• **What you need to do**:
Copy out every record precisely.

• **Extracted entries**:
-- Opening Marker --

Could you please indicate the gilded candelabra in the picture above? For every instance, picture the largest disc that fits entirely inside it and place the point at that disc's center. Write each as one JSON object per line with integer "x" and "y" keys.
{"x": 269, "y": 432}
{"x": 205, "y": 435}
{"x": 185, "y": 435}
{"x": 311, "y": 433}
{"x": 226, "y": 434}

-- Closing Marker --

• **Output**:
Could you please indicate the gilded candelabra in the picture above? For every instance, picture the largest disc that fits entirely inside it and place the point at that disc's center. Write each as one JSON object per line with integer "x" and "y" keys.
{"x": 269, "y": 432}
{"x": 205, "y": 435}
{"x": 185, "y": 435}
{"x": 311, "y": 433}
{"x": 226, "y": 434}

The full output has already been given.